*** Supplied text ***

2.2. Breath Sample Collection and Handling

Standard Tedlar bags (1 l, part no. 249-01-PP, SKC Inc.) were used to collect exhaled breath. During the sample collection appointment, research subjects were asked to hold their nose and breathe through their mouth. They were instructed to inhale to full lung capacity for 1-3 s, followed by exhaling the first half of their breath to the surroundings and the second half into the bag until the latter was above ˜80% full. The sample collection location was an outdoor university parking lot. The participants were not instructed to limit or control their smoking, food or alcohol intake prior to sample collection. Right after collection of one breath sample, the Tedlar bag was stored inside an air-tight container at ambient temperature and transported to the indoor lab housing the CE-DFCS setup for immediate data collection and analysis. The breath sample was warmed to 37° C. for 20 min to reduce condensation, then steadily flowed through the cleaned vacuum chamber held at room temperature (20° C.) at a rate of ˜1 l min⁻¹. Just before bag exhaustion, timely closure of the gas valves detained a portion of breath sample inside the chamber and a static pressure of 50 Torr (67 mbar) was reached (without re-condensation) for spectroscopic data collection. After the measurement, the breath sample was pumped out to an exhaust line leading to the building exterior. The used Ted-lar bag was autoclaved and disposed of. While direct sampling at atmospheric pressure by our breathalyzer is feasible, off-line sampling and negative pressure were adopted to ensure no SARS-CoV-2 could be introduced into the laboratory air. Spectroscopy data collection for each breath sample was completed in less than 10 min. This can be further reduced to about 1 s when optimized data acquisition and readout are implemented. Overall, from sample collection and transportation to completion of data analysis, the total time was less than an hour. Air samples were collected on separate days over the subject's recruitment period at the sample collection location as control specimens.

*** End of Supplied text ***
*** Provided records ***

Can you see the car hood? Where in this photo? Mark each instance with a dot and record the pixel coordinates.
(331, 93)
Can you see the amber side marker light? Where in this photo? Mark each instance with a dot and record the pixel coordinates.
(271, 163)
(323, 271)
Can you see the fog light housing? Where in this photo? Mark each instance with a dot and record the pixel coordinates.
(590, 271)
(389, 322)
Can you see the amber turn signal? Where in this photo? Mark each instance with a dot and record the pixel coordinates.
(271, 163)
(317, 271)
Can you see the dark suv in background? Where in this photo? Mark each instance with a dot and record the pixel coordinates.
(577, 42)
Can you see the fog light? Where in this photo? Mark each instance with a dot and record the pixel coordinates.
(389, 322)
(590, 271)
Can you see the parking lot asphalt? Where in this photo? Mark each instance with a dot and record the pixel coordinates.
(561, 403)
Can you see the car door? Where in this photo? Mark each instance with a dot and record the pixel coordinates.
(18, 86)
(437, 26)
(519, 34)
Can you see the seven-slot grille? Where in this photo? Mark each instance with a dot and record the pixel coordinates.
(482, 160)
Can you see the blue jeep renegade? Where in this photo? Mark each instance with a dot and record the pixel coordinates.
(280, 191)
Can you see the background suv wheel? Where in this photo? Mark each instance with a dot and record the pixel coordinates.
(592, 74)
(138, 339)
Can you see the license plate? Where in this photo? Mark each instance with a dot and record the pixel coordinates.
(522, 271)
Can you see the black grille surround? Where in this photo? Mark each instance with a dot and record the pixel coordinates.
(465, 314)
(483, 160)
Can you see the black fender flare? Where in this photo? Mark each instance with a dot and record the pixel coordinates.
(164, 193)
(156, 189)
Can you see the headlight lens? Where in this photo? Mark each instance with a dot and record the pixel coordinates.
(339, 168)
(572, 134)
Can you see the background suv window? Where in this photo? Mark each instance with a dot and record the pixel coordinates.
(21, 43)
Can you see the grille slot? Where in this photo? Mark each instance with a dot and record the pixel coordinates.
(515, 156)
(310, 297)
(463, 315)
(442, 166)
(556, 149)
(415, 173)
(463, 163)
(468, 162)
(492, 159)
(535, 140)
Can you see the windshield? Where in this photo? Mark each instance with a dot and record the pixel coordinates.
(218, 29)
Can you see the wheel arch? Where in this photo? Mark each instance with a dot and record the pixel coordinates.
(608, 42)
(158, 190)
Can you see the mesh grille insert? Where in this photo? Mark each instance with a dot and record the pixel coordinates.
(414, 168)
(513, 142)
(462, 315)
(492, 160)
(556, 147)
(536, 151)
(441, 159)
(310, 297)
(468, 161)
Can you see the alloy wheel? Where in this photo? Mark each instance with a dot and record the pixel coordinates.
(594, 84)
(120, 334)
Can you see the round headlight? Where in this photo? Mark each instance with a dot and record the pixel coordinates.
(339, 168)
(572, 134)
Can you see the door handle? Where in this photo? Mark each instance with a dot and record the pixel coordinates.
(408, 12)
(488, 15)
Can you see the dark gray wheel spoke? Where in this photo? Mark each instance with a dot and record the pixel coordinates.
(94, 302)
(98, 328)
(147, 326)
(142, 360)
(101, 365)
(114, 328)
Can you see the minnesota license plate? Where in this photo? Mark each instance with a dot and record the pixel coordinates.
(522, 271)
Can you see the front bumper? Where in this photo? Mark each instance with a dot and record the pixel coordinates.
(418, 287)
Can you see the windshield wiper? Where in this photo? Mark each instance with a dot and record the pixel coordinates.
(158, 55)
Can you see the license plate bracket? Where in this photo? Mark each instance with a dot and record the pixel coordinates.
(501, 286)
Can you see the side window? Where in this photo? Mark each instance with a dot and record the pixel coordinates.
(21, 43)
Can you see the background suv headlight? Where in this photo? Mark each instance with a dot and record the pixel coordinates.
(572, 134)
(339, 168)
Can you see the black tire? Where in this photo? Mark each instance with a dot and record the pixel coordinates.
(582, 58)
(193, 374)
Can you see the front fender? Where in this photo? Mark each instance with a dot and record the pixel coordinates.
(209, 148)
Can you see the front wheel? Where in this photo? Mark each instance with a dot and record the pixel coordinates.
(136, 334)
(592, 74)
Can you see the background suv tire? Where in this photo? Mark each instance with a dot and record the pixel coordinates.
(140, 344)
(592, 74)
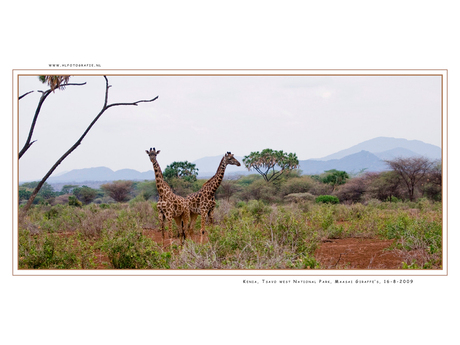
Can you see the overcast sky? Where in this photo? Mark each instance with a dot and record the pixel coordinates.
(202, 116)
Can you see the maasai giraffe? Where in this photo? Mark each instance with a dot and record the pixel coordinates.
(169, 204)
(203, 202)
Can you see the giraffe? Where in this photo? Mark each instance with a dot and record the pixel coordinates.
(203, 202)
(169, 204)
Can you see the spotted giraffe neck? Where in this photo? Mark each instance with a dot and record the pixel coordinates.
(162, 186)
(216, 180)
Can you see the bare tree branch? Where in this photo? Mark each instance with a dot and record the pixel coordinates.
(25, 94)
(78, 142)
(45, 94)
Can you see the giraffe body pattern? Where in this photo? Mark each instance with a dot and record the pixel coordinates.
(203, 202)
(170, 206)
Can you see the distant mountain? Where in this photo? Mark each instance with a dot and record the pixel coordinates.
(369, 155)
(101, 174)
(394, 153)
(383, 144)
(207, 166)
(353, 163)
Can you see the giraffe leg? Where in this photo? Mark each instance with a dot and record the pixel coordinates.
(191, 225)
(179, 222)
(162, 226)
(171, 235)
(203, 224)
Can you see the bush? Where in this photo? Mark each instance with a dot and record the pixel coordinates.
(327, 199)
(131, 250)
(73, 201)
(299, 197)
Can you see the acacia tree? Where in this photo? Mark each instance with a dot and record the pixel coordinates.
(85, 194)
(265, 162)
(412, 170)
(78, 142)
(184, 170)
(55, 82)
(334, 178)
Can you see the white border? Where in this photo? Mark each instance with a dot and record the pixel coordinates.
(301, 274)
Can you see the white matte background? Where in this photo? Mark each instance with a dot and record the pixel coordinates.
(237, 34)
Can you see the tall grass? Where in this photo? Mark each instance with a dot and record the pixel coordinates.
(246, 235)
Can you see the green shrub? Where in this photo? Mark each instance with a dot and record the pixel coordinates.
(327, 199)
(73, 201)
(132, 250)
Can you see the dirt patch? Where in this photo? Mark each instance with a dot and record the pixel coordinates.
(155, 234)
(358, 253)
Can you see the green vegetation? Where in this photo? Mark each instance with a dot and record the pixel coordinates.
(246, 235)
(327, 199)
(257, 225)
(264, 163)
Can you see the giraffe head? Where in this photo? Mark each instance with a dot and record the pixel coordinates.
(152, 154)
(229, 159)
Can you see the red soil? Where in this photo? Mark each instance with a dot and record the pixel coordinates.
(348, 253)
(358, 253)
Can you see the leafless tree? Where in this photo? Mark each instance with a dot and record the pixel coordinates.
(412, 170)
(43, 97)
(78, 142)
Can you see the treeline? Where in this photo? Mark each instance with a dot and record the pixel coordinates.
(409, 179)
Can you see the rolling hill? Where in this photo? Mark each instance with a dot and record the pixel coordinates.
(368, 155)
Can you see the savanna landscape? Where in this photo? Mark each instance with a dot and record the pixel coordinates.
(328, 221)
(273, 217)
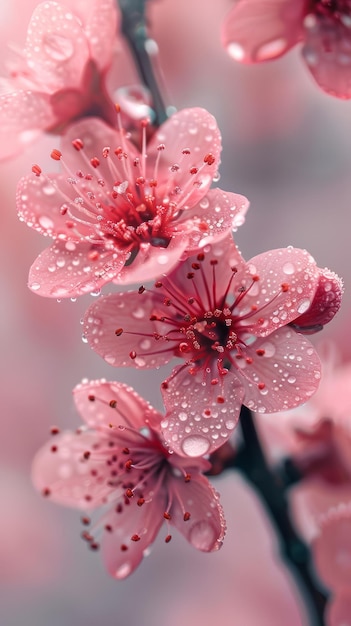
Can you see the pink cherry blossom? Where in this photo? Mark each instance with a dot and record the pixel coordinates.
(260, 30)
(229, 321)
(61, 73)
(117, 461)
(120, 214)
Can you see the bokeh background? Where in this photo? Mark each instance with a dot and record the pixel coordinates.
(286, 146)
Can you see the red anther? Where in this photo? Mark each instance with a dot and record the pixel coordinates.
(209, 159)
(36, 170)
(78, 144)
(95, 162)
(56, 154)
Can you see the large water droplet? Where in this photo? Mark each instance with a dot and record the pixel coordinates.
(195, 445)
(57, 47)
(202, 535)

*** End of Provided records ***

* _Study questions_:
[1] Please list every length of time stated in the breath sample collection section, each with what it refers to.
[2] Carry on the breath sample collection section after its final sentence.
The data has no role in any of these tasks.

* _Solved tasks_:
[1]
- 1-3 s: inhaling to full lung capacity
- 20 min: warming the breath sample to 37° C. to reduce condensation
- Less than 10 min: spectroscopy data collection for each breath sample
- About 1 s: the possible reduced data collection time once optimized data acquisition and readout are implemented
- Less than an hour: the total time from sample collection and transportation to completion of data analysis

[2]
2.3. CE-DFCS Technique

The working principle of the CE-DFCS breathalyzer is illustrated in panel (a) of FIG. 4. A high-resolution broadband absorption spectrum having a total of 14,836 distinct molecular features, each measured ultra-sensitively at individual optical frequencies, was recorded for each breath sample (see sample spectrum in panel (b) of FIG. 4). The breath spectrum was processed by machine learning analysis for binary response classifications. For additional instrument details, see [19].

2.4. Machine Learning Analysis

We employed two spectral pre-processing techniques for machine learning analysis: (1) a pattern-based approach that directly used all 14,836 molecular absorption features as the predictor variables; (2) a molecule-based approach that used 16 known small-molecule compounds (H₂O, HDO, ¹²CH₄, ¹³CH₄, OCS, C₂H₄, CS₂, H₂CO, NH₃, CH₃OH, O₃, N₂O, NO₂, SO₃, HCl, and C₂H₆) fitted to the spectra as predictor variables. The former approach identifies all stable patterns that can be used for diagnostics, whereas the latter identifies only the patterns that can be reduced to known molecular identities, which may result in loss of utilizable chemical information but allows better interpretability into the model details. The 16 compounds were chosen due to their availability from the high-resolution transmission molecular absorption database [25]. While more molecules can potentially be uncovered and fitted, quantitative extraction of their identities requires cross-sectional data at our experimental conditions (20° C. temperature and 50-Torr pressure) to be available. Unfitted species are hence not used in the molecule-based analysis despite being potentially useful to facilitate better predictive power.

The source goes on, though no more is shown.